§ **Task prompt**
Transcribe the records in full, keeping every character as it is.

§ **Information given**
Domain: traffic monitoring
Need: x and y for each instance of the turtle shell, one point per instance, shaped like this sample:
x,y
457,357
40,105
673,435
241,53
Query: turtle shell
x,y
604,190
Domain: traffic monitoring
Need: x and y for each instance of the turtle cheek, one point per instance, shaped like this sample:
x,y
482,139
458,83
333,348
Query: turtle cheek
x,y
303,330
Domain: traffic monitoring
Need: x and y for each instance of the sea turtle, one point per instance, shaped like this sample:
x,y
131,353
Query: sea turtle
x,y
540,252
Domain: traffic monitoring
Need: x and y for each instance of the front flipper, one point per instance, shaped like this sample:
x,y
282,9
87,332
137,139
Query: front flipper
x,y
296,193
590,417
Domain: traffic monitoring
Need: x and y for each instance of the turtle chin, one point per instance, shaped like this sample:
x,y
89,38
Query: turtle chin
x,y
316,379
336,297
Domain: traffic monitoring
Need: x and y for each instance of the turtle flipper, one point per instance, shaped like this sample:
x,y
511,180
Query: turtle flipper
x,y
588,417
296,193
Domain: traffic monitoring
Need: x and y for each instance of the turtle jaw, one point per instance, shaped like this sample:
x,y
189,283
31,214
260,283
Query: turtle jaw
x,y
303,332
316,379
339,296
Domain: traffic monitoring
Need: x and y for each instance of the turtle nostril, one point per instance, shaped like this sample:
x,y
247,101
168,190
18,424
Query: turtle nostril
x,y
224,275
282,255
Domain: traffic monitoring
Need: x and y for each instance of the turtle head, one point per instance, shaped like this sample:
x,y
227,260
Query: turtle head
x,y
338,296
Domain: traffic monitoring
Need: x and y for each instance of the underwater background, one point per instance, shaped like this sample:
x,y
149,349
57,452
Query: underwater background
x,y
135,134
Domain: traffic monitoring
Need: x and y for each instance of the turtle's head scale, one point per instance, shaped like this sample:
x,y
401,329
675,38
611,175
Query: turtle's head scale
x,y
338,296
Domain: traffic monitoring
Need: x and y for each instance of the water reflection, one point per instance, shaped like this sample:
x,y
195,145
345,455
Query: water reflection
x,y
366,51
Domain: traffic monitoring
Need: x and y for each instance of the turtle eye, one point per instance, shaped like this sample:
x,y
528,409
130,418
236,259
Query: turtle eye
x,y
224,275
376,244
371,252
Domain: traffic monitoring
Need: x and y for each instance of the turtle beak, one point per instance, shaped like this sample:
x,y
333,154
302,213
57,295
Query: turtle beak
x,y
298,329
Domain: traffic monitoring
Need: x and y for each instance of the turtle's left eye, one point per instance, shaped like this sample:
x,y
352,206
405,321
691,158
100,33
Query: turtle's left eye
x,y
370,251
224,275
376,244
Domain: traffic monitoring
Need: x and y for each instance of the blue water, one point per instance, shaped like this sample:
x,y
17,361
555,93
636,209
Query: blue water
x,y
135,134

§ **Complete output**
Domain: traffic monitoring
Need: x and y for each instance of the turtle shell, one point per instance, shaped like this sample:
x,y
457,357
40,105
673,435
241,53
Query: turtle shell
x,y
604,190
Domain: traffic monitoring
Need: x and y for each instance of the turtle cheek, one point per instance, shaped like this sample:
x,y
482,139
458,83
333,348
Query: turtle cheek
x,y
303,330
Domain: traffic monitoring
Need: x and y for each instance of the sea turtle, one point per instance, shaped like this sample:
x,y
131,353
Query: sea turtle
x,y
540,252
Domain: traffic monitoring
Need: x and y for each instance of the front flipper, one point per instance, shaped like this sample:
x,y
282,9
87,332
137,139
Query: front flipper
x,y
296,193
590,417
Domain: traffic monitoring
Need: x and y for each instance of the turtle chin, one point per instance, shaped like this sample:
x,y
89,38
Query: turtle chin
x,y
316,379
336,297
Domain: traffic monitoring
Need: x and y for each instance of the turtle flipper, one point per instance, shaped like this sample:
x,y
511,180
Query: turtle flipper
x,y
588,417
296,193
Domain: traffic monitoring
Need: x and y for each instance of the turtle jaw, one point per instance, shaped like this sample:
x,y
189,283
31,214
260,283
Query: turtle jaw
x,y
303,332
316,379
339,296
Domain: traffic monitoring
Need: x and y for each instance of the turtle nostril, one point per instance, shaped like this sample:
x,y
247,101
168,190
18,424
Query: turtle nostril
x,y
224,275
282,255
Domain: traffic monitoring
Need: x and y for each instance of the turtle head, one point per instance, shaped like this sample:
x,y
227,260
Query: turtle head
x,y
338,296
Domain: traffic monitoring
Need: x and y for each instance of the underwater background, one point per instance, shaped like this sample:
x,y
149,349
57,452
Query: underwater background
x,y
135,134
Domain: traffic monitoring
Need: x and y for each instance of the turtle's head scale, one point per instance, shaped like this sample:
x,y
401,329
675,38
611,175
Query: turtle's head scale
x,y
338,296
Domain: traffic monitoring
Need: x and y for each instance of the water reflection, one point per instance, shaped like this sample:
x,y
195,145
345,455
Query: water reflection
x,y
366,51
Domain: traffic monitoring
Need: x and y for each instance of the turtle eye, one point per instance, shaped like this sample:
x,y
528,409
130,418
236,259
Query: turtle eye
x,y
224,275
376,244
371,252
Domain: traffic monitoring
Need: x and y for each instance of the turtle beak, one point per instance, shaped like this sample:
x,y
333,154
302,213
57,295
Query: turtle beak
x,y
298,329
Domain: traffic monitoring
Need: x and y for each instance of the turtle's left eye, one point per instance, shaped like this sample:
x,y
352,206
405,321
691,158
100,33
Query: turtle's left eye
x,y
370,251
224,275
376,244
Domain: traffic monitoring
Need: x and y for each instance of the blue water, one point per instance, shaped like this sample:
x,y
17,361
555,93
636,209
Query: blue water
x,y
135,134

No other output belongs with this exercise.